Bone Gnawer
Many disdain the Bone Gnawers as living proof of how far the Garou have fallen from grace. Ragged and luckless, hunting territories no other tribe wants and breeding with Kin no other tribe claims, the Children of Rat come across as mongrel scavengers taking whatever castoffs they can. The Bone Gnawers see it differently. They’re the most populous tribe in the Garou Nation. They’re not the picture of failure — they’re the picture of success, because they’re playing the game of survival.
The tribe’s actual origins likely lie somewhere in or across a band of land that stretches from Northern Africa to India, but the Gnawers stopped keeping track a long time ago. They spread out to follow humanity, and always attached themselves to the wretched and downtrodden. Their oral history is full of revolutionary stories of the oppressed defying and overthrowing their oppressors. Bone Gnawer folk heroes are creatures of the Robin Hood and John Henry mold — if somewhat more bestially violent when dealing out retribution and social justice.

## [EXERCISE A]
Rewrite the rows starting at the line that has "Target: blue knit beanie with yellow pompom" and running through the last of the rows, with "even-odd rule" replaced by "nonzero winding rule" and all else left the same. Omit the pictures from your answer.
The rows have no connection to the Bone Gnawer passage.

## [ROWS]
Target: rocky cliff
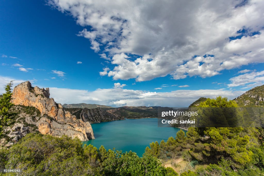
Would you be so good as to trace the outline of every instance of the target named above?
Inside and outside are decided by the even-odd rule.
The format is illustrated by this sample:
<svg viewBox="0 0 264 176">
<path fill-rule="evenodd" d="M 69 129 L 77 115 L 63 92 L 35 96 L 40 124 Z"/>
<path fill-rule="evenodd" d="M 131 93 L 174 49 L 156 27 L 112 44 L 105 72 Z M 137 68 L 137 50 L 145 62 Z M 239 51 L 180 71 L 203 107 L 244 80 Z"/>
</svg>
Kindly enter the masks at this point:
<svg viewBox="0 0 264 176">
<path fill-rule="evenodd" d="M 77 137 L 82 141 L 94 139 L 89 122 L 77 119 L 49 96 L 49 88 L 33 87 L 26 81 L 15 87 L 12 101 L 15 105 L 33 106 L 39 110 L 41 117 L 36 125 L 42 134 L 59 136 L 64 135 L 72 138 Z"/>
<path fill-rule="evenodd" d="M 100 123 L 124 119 L 123 118 L 112 115 L 99 107 L 93 109 L 84 108 L 80 114 L 81 119 L 84 122 Z"/>
<path fill-rule="evenodd" d="M 264 85 L 254 87 L 234 99 L 241 107 L 264 106 Z"/>
</svg>

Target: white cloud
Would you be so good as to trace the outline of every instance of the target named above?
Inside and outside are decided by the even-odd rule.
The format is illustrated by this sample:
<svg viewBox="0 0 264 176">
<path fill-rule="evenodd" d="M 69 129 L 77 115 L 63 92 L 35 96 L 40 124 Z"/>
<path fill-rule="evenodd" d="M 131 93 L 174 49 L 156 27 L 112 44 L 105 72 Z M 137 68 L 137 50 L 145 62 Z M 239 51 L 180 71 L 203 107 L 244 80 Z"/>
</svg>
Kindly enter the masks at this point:
<svg viewBox="0 0 264 176">
<path fill-rule="evenodd" d="M 20 67 L 21 66 L 23 66 L 22 65 L 21 65 L 19 64 L 18 64 L 17 63 L 16 64 L 13 64 L 12 65 L 14 66 L 18 66 Z"/>
<path fill-rule="evenodd" d="M 13 88 L 19 84 L 26 81 L 22 79 L 15 79 L 11 77 L 1 75 L 0 75 L 0 80 L 1 80 L 0 81 L 0 94 L 3 94 L 5 92 L 4 87 L 11 81 L 13 81 L 14 85 Z"/>
<path fill-rule="evenodd" d="M 238 72 L 238 73 L 247 73 L 248 72 L 249 72 L 251 71 L 252 70 L 248 70 L 247 69 L 245 69 L 245 70 L 241 70 Z"/>
<path fill-rule="evenodd" d="M 110 69 L 109 69 L 109 68 L 106 67 L 103 70 L 103 71 L 100 72 L 99 72 L 99 73 L 101 76 L 104 76 L 105 75 L 107 75 L 108 74 L 107 72 L 110 70 Z"/>
<path fill-rule="evenodd" d="M 229 80 L 231 83 L 227 85 L 228 87 L 246 84 L 246 88 L 260 85 L 264 84 L 264 71 L 245 73 L 231 78 Z M 251 84 L 247 84 L 249 83 Z"/>
<path fill-rule="evenodd" d="M 64 72 L 62 72 L 61 71 L 59 71 L 56 70 L 52 70 L 51 71 L 52 71 L 53 73 L 56 74 L 58 75 L 58 76 L 61 77 L 63 77 L 64 76 L 64 74 L 66 74 Z"/>
<path fill-rule="evenodd" d="M 238 6 L 241 1 L 49 3 L 91 29 L 84 28 L 79 35 L 88 39 L 91 48 L 100 51 L 101 57 L 112 58 L 112 64 L 117 65 L 109 76 L 142 81 L 168 74 L 175 79 L 205 78 L 225 69 L 264 62 L 264 1 L 252 0 Z M 260 32 L 229 41 L 229 37 L 240 35 L 236 32 L 243 28 L 248 33 Z M 131 54 L 140 56 L 131 59 Z"/>
<path fill-rule="evenodd" d="M 178 90 L 170 92 L 147 92 L 123 89 L 98 89 L 89 92 L 50 88 L 50 97 L 62 104 L 85 103 L 119 107 L 128 106 L 161 106 L 187 107 L 200 97 L 215 98 L 220 95 L 232 99 L 244 91 L 224 90 Z M 111 96 L 109 96 L 111 95 Z"/>
<path fill-rule="evenodd" d="M 28 71 L 25 68 L 23 68 L 23 67 L 20 67 L 18 69 L 21 71 L 22 71 L 22 72 L 27 72 Z"/>
<path fill-rule="evenodd" d="M 114 83 L 114 88 L 122 88 L 123 87 L 126 85 L 126 84 L 121 84 L 119 83 Z"/>
<path fill-rule="evenodd" d="M 188 85 L 180 85 L 178 87 L 190 87 L 190 86 Z"/>
</svg>

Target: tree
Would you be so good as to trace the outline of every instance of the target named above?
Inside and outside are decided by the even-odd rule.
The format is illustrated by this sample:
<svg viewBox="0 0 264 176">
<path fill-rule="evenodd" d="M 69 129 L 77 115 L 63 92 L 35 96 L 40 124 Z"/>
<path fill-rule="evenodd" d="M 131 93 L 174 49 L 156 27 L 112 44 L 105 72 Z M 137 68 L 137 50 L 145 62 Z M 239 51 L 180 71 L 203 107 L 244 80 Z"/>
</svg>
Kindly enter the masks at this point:
<svg viewBox="0 0 264 176">
<path fill-rule="evenodd" d="M 10 120 L 8 110 L 13 105 L 10 102 L 12 96 L 11 88 L 13 85 L 13 81 L 7 84 L 4 87 L 6 93 L 3 94 L 2 97 L 0 99 L 0 138 L 3 136 L 3 126 L 8 125 Z"/>
</svg>

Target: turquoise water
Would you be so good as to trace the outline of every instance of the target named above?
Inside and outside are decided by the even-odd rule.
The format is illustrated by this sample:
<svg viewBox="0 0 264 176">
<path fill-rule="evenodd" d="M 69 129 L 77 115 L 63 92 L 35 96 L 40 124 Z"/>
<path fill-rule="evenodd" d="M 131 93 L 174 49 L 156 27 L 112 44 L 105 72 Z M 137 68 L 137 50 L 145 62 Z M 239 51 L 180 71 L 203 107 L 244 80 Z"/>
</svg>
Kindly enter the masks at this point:
<svg viewBox="0 0 264 176">
<path fill-rule="evenodd" d="M 158 127 L 155 118 L 126 119 L 92 124 L 95 139 L 83 142 L 99 149 L 101 145 L 106 149 L 131 150 L 142 156 L 149 143 L 156 141 L 165 141 L 168 137 L 175 137 L 180 130 L 173 127 Z"/>
</svg>

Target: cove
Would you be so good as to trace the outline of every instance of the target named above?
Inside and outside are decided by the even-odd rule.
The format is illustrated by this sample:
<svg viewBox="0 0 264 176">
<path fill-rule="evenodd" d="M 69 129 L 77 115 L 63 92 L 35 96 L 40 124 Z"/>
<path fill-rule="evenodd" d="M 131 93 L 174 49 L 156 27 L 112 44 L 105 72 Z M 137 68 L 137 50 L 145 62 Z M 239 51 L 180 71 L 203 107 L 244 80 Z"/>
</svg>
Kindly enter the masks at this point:
<svg viewBox="0 0 264 176">
<path fill-rule="evenodd" d="M 156 118 L 126 119 L 91 124 L 95 137 L 83 142 L 99 149 L 101 145 L 107 150 L 115 148 L 123 152 L 132 151 L 140 157 L 149 143 L 156 141 L 165 141 L 171 136 L 175 137 L 180 129 L 158 127 Z M 184 130 L 185 132 L 186 131 Z"/>
</svg>

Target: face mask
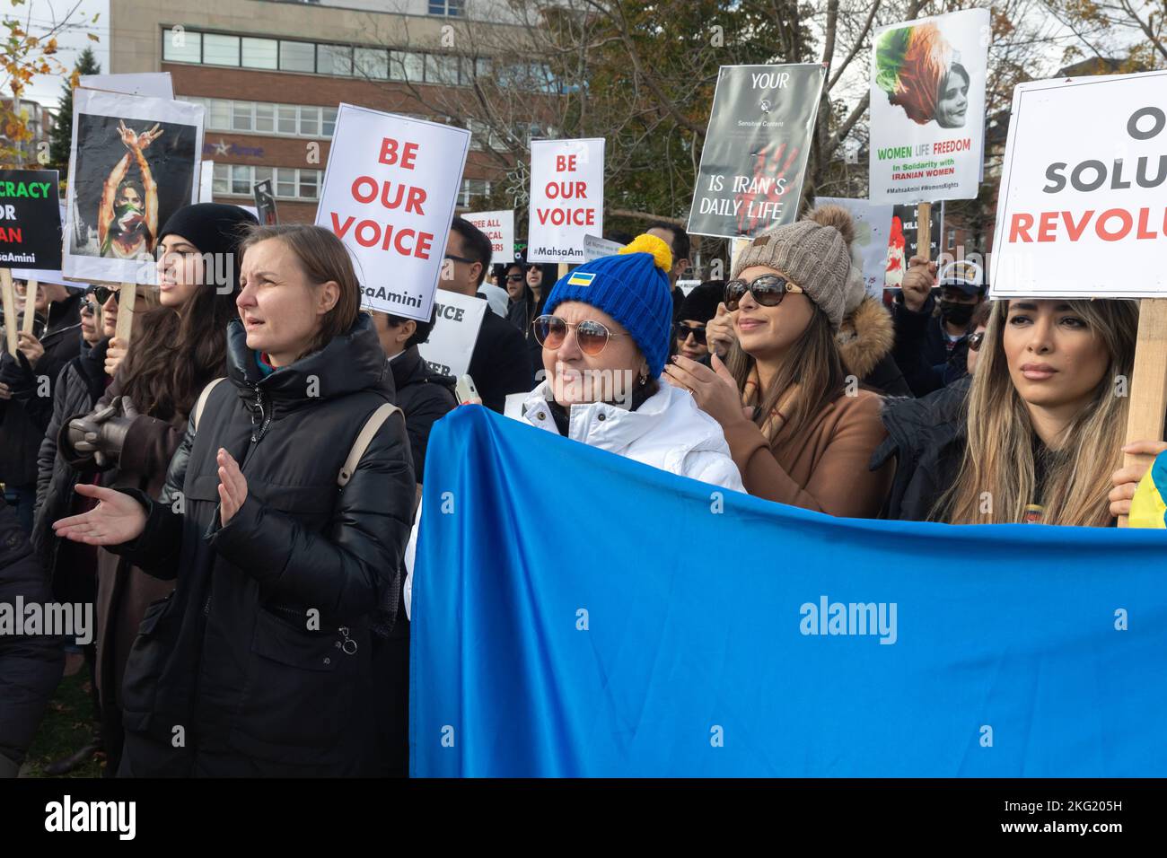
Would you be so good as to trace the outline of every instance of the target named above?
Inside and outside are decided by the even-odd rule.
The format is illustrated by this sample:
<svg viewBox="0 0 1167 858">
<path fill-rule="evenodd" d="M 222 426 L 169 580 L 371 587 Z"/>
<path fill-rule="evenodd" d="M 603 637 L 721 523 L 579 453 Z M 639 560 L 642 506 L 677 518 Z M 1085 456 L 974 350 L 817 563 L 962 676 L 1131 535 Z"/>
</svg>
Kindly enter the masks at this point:
<svg viewBox="0 0 1167 858">
<path fill-rule="evenodd" d="M 974 309 L 977 309 L 977 305 L 974 304 L 941 300 L 941 316 L 950 325 L 967 325 L 972 321 L 972 312 Z"/>
</svg>

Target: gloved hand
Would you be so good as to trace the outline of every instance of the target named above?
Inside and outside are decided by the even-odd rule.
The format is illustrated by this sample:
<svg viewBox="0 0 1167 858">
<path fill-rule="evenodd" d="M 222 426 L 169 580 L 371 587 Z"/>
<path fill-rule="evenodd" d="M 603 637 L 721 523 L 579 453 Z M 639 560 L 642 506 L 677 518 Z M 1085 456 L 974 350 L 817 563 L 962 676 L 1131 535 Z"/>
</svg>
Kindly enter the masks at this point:
<svg viewBox="0 0 1167 858">
<path fill-rule="evenodd" d="M 92 454 L 98 467 L 106 468 L 120 460 L 121 445 L 138 417 L 133 403 L 119 396 L 104 409 L 70 420 L 69 444 L 76 453 Z"/>
</svg>

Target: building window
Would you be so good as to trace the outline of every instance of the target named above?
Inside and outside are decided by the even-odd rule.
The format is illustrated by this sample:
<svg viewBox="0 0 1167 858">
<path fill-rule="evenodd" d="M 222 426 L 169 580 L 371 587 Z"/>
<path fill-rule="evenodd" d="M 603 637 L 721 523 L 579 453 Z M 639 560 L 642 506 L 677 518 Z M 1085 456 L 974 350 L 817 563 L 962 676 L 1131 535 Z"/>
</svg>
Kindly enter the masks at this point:
<svg viewBox="0 0 1167 858">
<path fill-rule="evenodd" d="M 274 39 L 243 39 L 243 65 L 246 69 L 279 68 L 280 43 Z"/>
<path fill-rule="evenodd" d="M 201 63 L 203 34 L 162 30 L 162 58 L 172 63 Z"/>
<path fill-rule="evenodd" d="M 354 74 L 370 81 L 389 79 L 389 51 L 377 48 L 357 48 L 354 57 Z"/>
<path fill-rule="evenodd" d="M 352 48 L 347 44 L 317 46 L 316 71 L 321 75 L 352 77 Z"/>
<path fill-rule="evenodd" d="M 429 14 L 461 18 L 466 14 L 466 0 L 429 0 Z"/>
<path fill-rule="evenodd" d="M 203 34 L 203 63 L 207 65 L 238 65 L 239 36 Z"/>
<path fill-rule="evenodd" d="M 316 46 L 312 42 L 280 41 L 280 69 L 282 71 L 315 71 Z"/>
</svg>

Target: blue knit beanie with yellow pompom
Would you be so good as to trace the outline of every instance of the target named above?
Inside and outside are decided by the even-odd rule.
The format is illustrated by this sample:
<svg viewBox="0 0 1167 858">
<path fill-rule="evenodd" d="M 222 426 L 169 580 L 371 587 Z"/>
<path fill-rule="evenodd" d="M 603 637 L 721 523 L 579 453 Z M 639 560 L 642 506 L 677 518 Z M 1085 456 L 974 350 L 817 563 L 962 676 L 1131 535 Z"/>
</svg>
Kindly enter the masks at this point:
<svg viewBox="0 0 1167 858">
<path fill-rule="evenodd" d="M 615 256 L 584 263 L 561 277 L 543 312 L 553 313 L 564 301 L 582 301 L 602 309 L 624 326 L 656 378 L 669 357 L 670 268 L 672 251 L 665 242 L 656 236 L 636 236 Z"/>
</svg>

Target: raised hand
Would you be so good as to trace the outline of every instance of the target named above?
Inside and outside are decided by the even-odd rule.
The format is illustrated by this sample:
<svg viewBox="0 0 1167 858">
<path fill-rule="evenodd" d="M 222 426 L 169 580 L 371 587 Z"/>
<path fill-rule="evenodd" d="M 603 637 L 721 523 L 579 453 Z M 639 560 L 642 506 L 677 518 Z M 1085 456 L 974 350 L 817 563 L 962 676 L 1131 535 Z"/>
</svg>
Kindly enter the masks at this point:
<svg viewBox="0 0 1167 858">
<path fill-rule="evenodd" d="M 54 522 L 57 536 L 86 545 L 120 545 L 146 529 L 146 510 L 130 495 L 89 483 L 77 483 L 76 491 L 96 497 L 98 504 L 89 512 Z"/>
</svg>

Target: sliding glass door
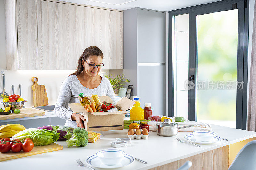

## [EXERCISE B]
Continue the Bone Gnawer passage from its last sentence.

## [EXERCISE ANSWER A]
Target: blue knit beanie with yellow pompom
Would you be so good as to trace the outline of every instance of the target named above?
Inside and outside are decided by the nonzero winding rule.
The format is illustrated by this sample:
<svg viewBox="0 0 1167 858">
<path fill-rule="evenodd" d="M 222 426 L 169 580 L 371 587 Z"/>
<path fill-rule="evenodd" d="M 603 637 L 721 523 L 579 453 Z M 639 560 L 642 506 L 677 518 Z M 1085 456 L 974 350 L 817 563 L 962 676 L 1131 535 Z"/>
</svg>
Kindly enter the masks at this point:
<svg viewBox="0 0 1167 858">
<path fill-rule="evenodd" d="M 615 256 L 584 263 L 561 277 L 543 312 L 553 313 L 564 301 L 582 301 L 602 309 L 624 326 L 656 378 L 669 357 L 670 268 L 672 251 L 665 242 L 656 236 L 636 236 Z"/>
</svg>

Target: raised hand
Would you be so good as to trace the outline of every instance of the target named above?
Inside and outside are decided by the nonzero winding rule.
The format is illustrated by this sample:
<svg viewBox="0 0 1167 858">
<path fill-rule="evenodd" d="M 222 426 L 169 580 L 371 587 Z"/>
<path fill-rule="evenodd" d="M 603 637 L 721 523 L 579 453 Z M 639 560 L 642 506 L 677 518 Z M 1085 456 L 974 350 L 817 563 L 962 676 L 1131 535 Z"/>
</svg>
Kindly enter the masks at this point:
<svg viewBox="0 0 1167 858">
<path fill-rule="evenodd" d="M 54 522 L 57 536 L 86 545 L 120 545 L 146 529 L 146 510 L 130 495 L 89 483 L 77 483 L 76 491 L 96 497 L 98 504 L 89 512 Z"/>
</svg>

Target: sliding glass door

## [EXERCISE ANSWER B]
The tribe’s mongrel reputation is bolstered by their seemingly haphazard traditions. Their septs are usually surprisingly democratic. Their fetishes and rites are scavenged from Gaia-knows-where. They propitiate bizarre totems like modern urban legends or strange pop-culture zeitgeists. They strike odd alliances with other supernaturals lurking in the lower strata of human society, maybe even Leeches or wererats, if the stories are true. They thrive in cities, occupy decaying suburban wastelands, even prosper in run-down rural backwaters. The Bone Gnawer creed is “Whatever works.”
But it does work, or at least it has so far. The Children of Rat have access to all manner of interesting secrets that come from listening to people other Garou disdain as part of the herd. They’ve mastered a variety of vicious guerilla tactics suited to their hazardous environments. They know where to find food, or even how to conjure it out of trash.
The Gnawers’ major weakness is that the other tribes tend to keep them at a distance, so they have fewer true allies. But even this weakness has contributed to their strength of self-reliance, out of necessity.
Another unfortunate weakness is a gradual thinning of the wolf blood. The Bone Gnawers have some lupus Kin, but not many, and have kept up their numbers mostly with human partners. They’re also thick with metis, which accusers claim shows little respect for the Litany. There’s a hint of truth in that — plenty of Bone Gnawers have given in to forbidden desires — but the Gnawers are also prone to adoption. Many a metis was abandoned by its parents in other tribes, but brought in to be a good soldier of Rat.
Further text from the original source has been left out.